Verilen metin:
= = = =

Yazar : Şenay Tanrıvermiş
İletişim : senayt@windowslive.com
Bu filmle beraber birden kafama saksı düşmüş gibi tüm mitlerin en güzel taraflarının hep Batı’ya ait olduğu bilgisine aydım bir kez daha. Batı vahşi olduğunda içinde cesur hikayeler, kahraman kovboylar, filozof Kızılderililer, aşk, seks, içki ve harika müziklerle birlikte bir sürü dünya güzeli atlar geçer aklımızdan. Deh dıgıdık dıgıdık dıgıdık ve Red Kit’le başlayan vahşi batı hayranlığımız anında kırk yıllık tanıdıklarımızdan daha canlı imajlar halinde belirirler.
Haydutluk, hırsızlık, katillik ve vahşet adeta marifet olur. Her zaman uydurmasyon bir şerif kanunu temsil etse de, adalet bizatihi kahramanların elinden olay anında ve yerinde direkt verilir. İşlemler ilk elden görülür, eli çabuk olan ve yüreğinde korku barındırmayan kazanır. Zaten bir kahraman böyle olmazsa kahraman olmaz.

= = = =

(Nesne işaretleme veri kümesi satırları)
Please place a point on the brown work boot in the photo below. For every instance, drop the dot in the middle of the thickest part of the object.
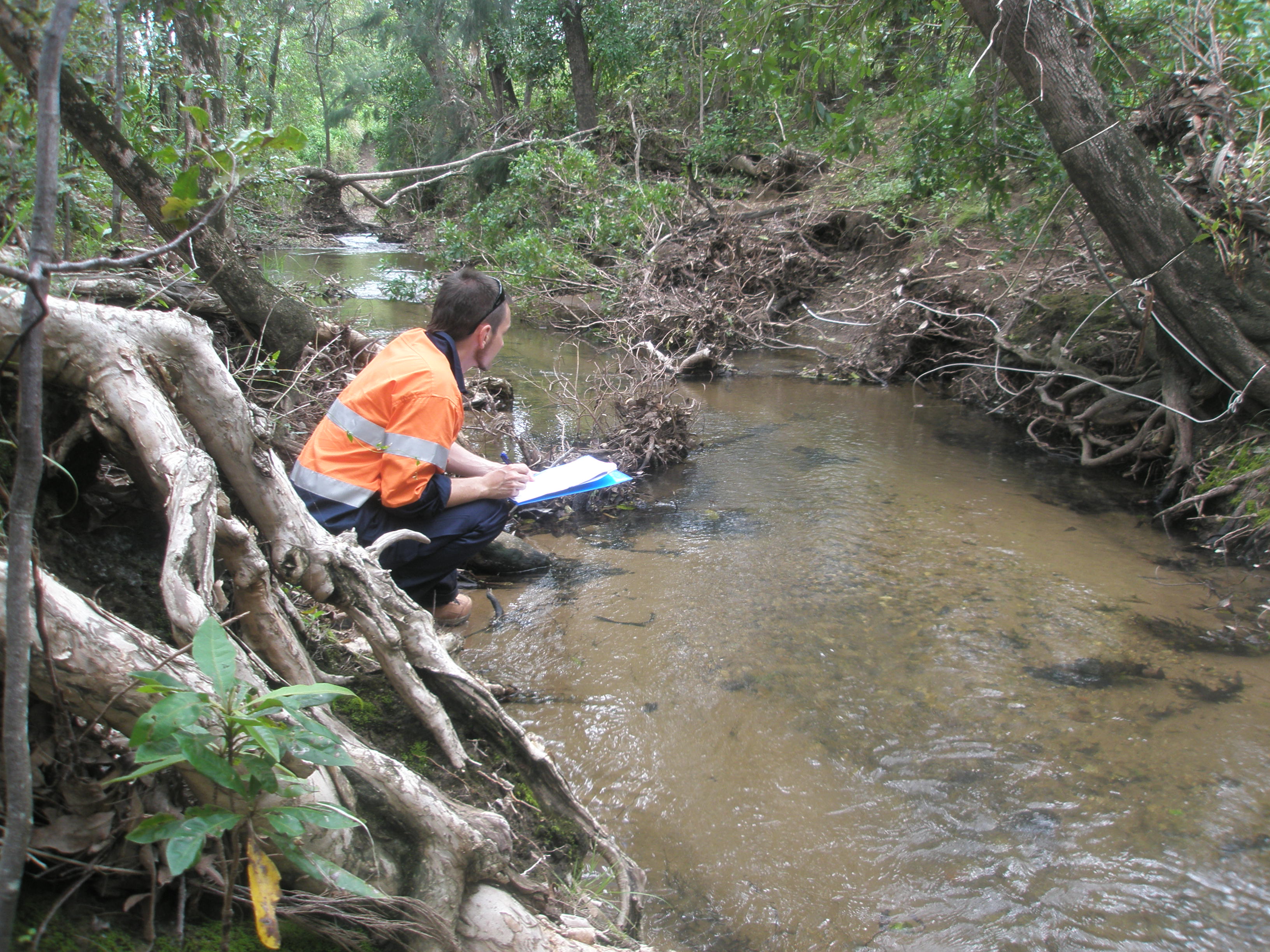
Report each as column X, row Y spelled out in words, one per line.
column 455, row 612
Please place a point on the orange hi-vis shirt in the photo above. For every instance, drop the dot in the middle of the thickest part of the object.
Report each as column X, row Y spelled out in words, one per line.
column 389, row 432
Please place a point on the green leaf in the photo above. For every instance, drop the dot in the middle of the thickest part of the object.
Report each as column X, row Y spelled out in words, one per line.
column 262, row 771
column 303, row 696
column 176, row 210
column 165, row 155
column 332, row 818
column 155, row 828
column 216, row 655
column 153, row 681
column 167, row 718
column 342, row 879
column 313, row 726
column 157, row 751
column 187, row 184
column 288, row 138
column 183, row 852
column 284, row 823
column 214, row 821
column 210, row 763
column 317, row 751
column 148, row 768
column 200, row 116
column 220, row 162
column 324, row 870
column 268, row 740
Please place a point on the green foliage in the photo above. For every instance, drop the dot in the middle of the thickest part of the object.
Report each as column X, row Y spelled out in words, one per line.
column 559, row 206
column 237, row 738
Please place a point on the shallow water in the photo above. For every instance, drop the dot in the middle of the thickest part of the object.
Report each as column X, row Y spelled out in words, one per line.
column 797, row 688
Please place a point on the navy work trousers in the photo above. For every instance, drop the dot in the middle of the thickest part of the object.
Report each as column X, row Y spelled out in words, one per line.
column 430, row 573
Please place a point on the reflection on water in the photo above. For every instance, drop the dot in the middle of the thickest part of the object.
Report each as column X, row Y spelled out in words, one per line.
column 827, row 733
column 799, row 687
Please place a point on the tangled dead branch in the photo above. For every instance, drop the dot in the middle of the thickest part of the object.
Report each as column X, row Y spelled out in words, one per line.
column 138, row 370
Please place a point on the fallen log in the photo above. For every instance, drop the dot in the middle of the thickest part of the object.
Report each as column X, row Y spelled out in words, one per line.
column 139, row 370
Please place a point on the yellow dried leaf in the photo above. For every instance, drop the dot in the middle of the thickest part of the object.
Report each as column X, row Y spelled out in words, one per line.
column 262, row 875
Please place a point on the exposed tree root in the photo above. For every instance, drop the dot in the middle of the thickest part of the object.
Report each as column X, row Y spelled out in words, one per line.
column 138, row 370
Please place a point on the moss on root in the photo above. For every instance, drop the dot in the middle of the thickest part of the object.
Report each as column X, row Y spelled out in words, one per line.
column 91, row 924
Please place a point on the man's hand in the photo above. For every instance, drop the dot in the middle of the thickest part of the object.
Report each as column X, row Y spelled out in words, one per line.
column 497, row 483
column 506, row 481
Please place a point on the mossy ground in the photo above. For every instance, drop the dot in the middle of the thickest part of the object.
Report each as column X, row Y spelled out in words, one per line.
column 89, row 923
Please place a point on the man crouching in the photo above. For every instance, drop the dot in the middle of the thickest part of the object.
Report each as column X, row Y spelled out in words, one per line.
column 379, row 460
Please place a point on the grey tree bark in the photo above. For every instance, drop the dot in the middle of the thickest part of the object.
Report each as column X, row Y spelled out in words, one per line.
column 1222, row 320
column 28, row 470
column 139, row 369
column 285, row 323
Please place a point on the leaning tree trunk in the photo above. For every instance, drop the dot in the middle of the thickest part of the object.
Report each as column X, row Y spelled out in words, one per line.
column 139, row 369
column 285, row 323
column 1217, row 318
column 581, row 72
column 431, row 848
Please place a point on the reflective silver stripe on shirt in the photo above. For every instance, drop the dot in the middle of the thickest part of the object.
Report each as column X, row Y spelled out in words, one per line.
column 396, row 443
column 328, row 486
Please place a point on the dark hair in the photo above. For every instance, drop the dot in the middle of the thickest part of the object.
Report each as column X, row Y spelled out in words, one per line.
column 465, row 300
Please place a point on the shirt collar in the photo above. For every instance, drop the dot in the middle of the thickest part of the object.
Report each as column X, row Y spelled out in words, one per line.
column 446, row 345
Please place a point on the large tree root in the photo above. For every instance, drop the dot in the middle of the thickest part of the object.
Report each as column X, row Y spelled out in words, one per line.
column 138, row 369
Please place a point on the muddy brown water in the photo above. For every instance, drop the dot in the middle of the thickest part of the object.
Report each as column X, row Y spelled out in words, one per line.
column 797, row 687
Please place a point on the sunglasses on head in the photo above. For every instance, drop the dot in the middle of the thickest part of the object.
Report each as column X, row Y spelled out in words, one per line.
column 498, row 301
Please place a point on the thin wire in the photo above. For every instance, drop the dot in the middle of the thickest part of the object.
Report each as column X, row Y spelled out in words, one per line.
column 1156, row 318
column 830, row 320
column 1135, row 284
column 1236, row 399
column 1091, row 138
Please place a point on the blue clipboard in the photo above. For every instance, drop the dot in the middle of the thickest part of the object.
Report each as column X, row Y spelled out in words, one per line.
column 610, row 479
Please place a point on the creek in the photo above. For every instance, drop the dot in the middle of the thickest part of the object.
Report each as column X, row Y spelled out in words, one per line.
column 802, row 687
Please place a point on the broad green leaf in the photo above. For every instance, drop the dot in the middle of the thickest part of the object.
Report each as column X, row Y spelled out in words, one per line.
column 215, row 655
column 183, row 852
column 262, row 771
column 342, row 879
column 288, row 138
column 220, row 162
column 215, row 819
column 303, row 695
column 155, row 828
column 323, row 754
column 332, row 818
column 187, row 184
column 284, row 823
column 210, row 763
column 157, row 751
column 167, row 718
column 149, row 768
column 313, row 726
column 263, row 880
column 200, row 116
column 268, row 740
column 176, row 210
column 158, row 679
column 324, row 870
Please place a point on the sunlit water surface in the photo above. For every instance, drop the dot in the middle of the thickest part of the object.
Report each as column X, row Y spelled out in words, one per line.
column 797, row 687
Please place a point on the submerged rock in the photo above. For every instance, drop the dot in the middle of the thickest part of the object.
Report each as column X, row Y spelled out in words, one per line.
column 1094, row 672
column 510, row 555
column 1227, row 640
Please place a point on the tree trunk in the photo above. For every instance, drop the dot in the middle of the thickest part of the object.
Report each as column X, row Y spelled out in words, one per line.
column 271, row 84
column 28, row 467
column 580, row 64
column 139, row 369
column 285, row 323
column 1217, row 318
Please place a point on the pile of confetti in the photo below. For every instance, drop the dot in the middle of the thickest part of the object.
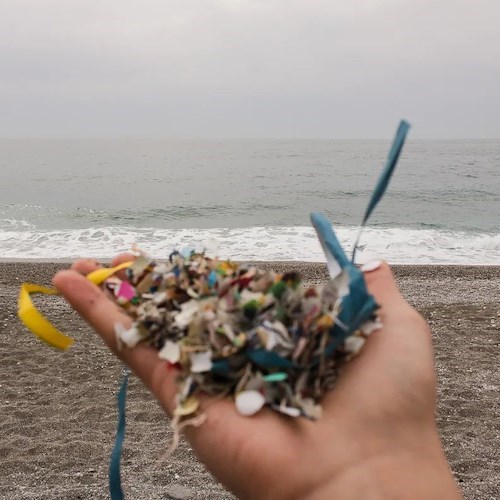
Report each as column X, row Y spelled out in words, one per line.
column 259, row 336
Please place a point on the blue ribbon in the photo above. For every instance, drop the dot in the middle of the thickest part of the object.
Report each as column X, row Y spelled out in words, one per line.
column 115, row 486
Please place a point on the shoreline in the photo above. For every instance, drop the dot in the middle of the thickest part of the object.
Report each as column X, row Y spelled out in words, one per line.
column 58, row 410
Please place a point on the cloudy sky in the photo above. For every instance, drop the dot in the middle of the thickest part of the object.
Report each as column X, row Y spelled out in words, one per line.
column 249, row 68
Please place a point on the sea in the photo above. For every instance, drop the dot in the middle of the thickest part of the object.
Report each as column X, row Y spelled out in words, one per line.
column 248, row 199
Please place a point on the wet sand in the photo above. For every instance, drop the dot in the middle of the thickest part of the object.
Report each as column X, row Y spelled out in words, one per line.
column 58, row 414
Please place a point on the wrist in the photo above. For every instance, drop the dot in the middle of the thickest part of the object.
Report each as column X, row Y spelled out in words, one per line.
column 412, row 473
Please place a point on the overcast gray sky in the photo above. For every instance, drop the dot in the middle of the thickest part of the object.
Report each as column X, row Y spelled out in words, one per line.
column 249, row 68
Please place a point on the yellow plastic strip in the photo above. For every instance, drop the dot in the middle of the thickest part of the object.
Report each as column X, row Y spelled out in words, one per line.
column 38, row 324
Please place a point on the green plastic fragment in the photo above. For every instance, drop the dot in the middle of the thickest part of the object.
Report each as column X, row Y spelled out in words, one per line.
column 276, row 377
column 278, row 289
column 250, row 309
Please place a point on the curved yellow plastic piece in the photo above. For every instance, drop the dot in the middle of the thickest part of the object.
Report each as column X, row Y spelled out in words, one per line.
column 38, row 324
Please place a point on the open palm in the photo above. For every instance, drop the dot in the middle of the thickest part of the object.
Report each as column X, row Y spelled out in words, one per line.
column 381, row 410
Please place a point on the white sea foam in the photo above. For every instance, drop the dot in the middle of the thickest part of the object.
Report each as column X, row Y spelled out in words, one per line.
column 396, row 245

= = = =

Alıştırma yönergesi: Vahşi Batı üzerine yazıdaki “Haydutluk, hırsızlık” sözleriyle başlayan paragrafı, ana bilgilerini koruyarak madde listesine dönüştür. Kayıtların bu çalışmayla hiçbir ilgisi yoktur.

Tamamlanan görev:
- Haydutluk, hırsızlık, katillik ve vahşet neredeyse bir marifet hâline gelir.
- Kanunu her zaman uydurma bir şerif temsil eder.
- Buna rağmen adaleti kahramanlar olay anında ve yerinde doğrudan kendileri sağlar.
- İşler ilk elden görülür.
- Eli çabuk olan ve yüreğinde korku taşımayan kazanır.
- Böyle olmayan biri kahraman sayılmaz.